### CHALLENGE
Collect every line in the material below that contains the word "arched", and copy each one in full.
--- Begin EXTRACTED ENTRIES ---
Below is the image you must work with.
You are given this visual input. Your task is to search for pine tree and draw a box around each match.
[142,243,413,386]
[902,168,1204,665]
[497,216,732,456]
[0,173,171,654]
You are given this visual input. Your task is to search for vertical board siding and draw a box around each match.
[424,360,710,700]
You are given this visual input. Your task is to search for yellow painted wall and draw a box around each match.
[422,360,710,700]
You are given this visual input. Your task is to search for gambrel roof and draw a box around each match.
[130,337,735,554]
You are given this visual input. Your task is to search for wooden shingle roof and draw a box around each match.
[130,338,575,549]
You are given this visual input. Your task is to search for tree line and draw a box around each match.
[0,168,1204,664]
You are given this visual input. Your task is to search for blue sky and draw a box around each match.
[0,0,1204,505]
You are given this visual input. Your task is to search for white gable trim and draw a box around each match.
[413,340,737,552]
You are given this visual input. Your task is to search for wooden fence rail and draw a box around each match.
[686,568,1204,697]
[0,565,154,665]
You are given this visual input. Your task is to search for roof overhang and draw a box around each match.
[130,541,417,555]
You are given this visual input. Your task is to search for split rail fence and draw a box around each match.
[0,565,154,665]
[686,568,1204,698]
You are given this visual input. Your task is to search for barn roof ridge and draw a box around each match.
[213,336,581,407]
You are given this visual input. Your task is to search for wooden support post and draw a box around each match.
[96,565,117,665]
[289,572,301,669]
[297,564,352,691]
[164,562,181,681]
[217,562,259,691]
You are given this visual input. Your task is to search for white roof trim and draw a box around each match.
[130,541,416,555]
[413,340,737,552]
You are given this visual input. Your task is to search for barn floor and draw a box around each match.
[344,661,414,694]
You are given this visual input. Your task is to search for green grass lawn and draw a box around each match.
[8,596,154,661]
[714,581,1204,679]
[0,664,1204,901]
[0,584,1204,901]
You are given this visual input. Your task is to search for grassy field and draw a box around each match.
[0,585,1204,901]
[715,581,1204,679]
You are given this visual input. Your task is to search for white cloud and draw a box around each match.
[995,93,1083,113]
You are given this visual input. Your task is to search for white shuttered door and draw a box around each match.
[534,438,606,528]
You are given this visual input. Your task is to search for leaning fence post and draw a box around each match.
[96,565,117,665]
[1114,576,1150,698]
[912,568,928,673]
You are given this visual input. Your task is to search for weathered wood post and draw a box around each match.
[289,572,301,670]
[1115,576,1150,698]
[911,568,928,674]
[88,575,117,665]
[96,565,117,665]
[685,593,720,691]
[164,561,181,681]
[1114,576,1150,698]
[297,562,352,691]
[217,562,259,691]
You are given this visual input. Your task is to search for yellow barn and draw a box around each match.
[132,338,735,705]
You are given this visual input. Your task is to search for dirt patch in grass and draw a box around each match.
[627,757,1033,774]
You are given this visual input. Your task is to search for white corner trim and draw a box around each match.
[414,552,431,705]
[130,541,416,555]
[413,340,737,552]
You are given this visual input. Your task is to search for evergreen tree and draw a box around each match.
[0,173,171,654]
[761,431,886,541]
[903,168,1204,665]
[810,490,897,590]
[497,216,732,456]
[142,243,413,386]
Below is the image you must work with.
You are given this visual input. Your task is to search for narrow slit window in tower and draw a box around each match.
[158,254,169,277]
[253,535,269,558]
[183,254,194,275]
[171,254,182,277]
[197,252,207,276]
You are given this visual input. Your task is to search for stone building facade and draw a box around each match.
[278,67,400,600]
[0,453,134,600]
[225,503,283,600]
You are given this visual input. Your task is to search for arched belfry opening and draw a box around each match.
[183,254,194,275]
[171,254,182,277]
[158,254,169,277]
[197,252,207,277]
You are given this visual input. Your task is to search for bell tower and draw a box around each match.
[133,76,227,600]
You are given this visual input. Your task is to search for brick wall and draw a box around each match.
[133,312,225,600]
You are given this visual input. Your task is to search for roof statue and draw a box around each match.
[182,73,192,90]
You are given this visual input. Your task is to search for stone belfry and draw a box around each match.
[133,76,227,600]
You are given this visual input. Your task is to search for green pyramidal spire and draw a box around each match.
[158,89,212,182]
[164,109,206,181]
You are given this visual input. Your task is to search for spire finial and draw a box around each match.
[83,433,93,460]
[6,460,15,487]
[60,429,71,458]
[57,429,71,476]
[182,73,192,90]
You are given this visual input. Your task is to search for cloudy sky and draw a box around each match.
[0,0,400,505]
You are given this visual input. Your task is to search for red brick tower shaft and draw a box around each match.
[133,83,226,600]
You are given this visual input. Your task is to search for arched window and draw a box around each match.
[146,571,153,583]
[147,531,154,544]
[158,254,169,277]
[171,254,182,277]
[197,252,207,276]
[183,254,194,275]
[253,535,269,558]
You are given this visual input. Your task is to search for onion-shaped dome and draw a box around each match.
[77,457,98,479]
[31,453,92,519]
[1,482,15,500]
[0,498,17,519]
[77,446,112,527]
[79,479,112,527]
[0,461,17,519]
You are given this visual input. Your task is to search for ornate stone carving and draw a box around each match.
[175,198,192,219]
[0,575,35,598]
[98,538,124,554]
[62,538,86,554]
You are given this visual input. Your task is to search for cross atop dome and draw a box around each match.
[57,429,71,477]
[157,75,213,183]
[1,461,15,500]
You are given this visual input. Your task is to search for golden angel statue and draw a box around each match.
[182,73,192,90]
--- End EXTRACTED ENTRIES ---
### TASK RESULT
You are given this visual input. Your task is to search for arched belfry opening and draw a box around each match.
You are given this visual input. Your task is to search for arched window and draw a box around each match.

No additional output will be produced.